THE TASK >> Each line below must be reproduced exactly, though the pictures are to be dropped.
Start of RECORDS SHOWN
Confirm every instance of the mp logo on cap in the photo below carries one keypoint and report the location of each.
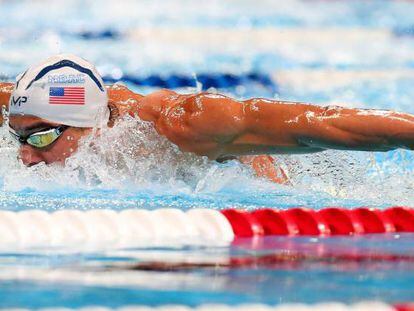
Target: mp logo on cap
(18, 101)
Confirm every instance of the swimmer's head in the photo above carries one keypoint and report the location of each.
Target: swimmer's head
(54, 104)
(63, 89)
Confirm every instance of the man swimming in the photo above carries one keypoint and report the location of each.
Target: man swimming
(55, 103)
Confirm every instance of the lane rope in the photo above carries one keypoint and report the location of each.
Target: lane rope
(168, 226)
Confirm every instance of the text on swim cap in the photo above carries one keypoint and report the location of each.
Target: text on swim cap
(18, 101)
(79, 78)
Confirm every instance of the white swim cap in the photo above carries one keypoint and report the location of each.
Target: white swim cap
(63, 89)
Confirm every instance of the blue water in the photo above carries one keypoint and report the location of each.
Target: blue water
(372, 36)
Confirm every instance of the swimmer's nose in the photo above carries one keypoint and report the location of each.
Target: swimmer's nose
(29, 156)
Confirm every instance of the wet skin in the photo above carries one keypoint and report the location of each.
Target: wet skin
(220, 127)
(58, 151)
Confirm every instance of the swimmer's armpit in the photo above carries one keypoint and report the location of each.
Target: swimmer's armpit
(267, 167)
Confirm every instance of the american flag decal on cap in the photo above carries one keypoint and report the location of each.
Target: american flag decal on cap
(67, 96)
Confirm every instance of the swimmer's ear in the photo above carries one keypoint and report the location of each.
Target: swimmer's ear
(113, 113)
End of RECORDS SHOWN
RESPONSE FOR THIS EXERCISE >>
Confirm every instance of the mp logo on cap in the photo below carries one keypoint and report the location of each.
Target: mp logo on cap
(18, 101)
Confirm every instance of the swimmer's head in the photo above carries one keypoint and report the location of each.
Target: swimmer's head
(54, 104)
(63, 89)
Confirm every instance of the man swimming in the photo above carries one keypoint and report the location of each.
Target: man swimming
(55, 103)
Confirm every instance of the lane rope in the photo above carries one keypoint and report the location of each.
Target: lane rope
(168, 226)
Confirm every instance of the text on swim cap in the photo above carries one keypoint and report the location of each.
Target: text on swim cap
(18, 101)
(79, 78)
Confirm every instance of the white swim cap in the photo above carries one keypoint and report the location of each.
Target: white swim cap
(63, 89)
Confirm every instance of the blue water in the photo above carries one keypoint and report the location of each.
Target: blue water
(372, 36)
Confirm every instance of the swimmer's nose in the photo above carries one keypoint and report the location of each.
Target: swimmer's nose
(29, 156)
Confirm every instance of the wet skin in the photo above carries one keypoint and report the location of each.
Target: wet skin
(220, 127)
(58, 151)
Confirm every instance of the swimmer's armpit in the photo above carries one keypoint and report the location of each.
Target: swimmer's armpit
(267, 167)
Confirm every instance of the american flag decal on cap in the photo above carries one keypoint and report the location of each.
Target: american flag decal on cap
(67, 96)
Confirm every instance of the swimmer's ear in the photo above carries one keypoint and report the location of each.
Target: swimmer's ear
(113, 113)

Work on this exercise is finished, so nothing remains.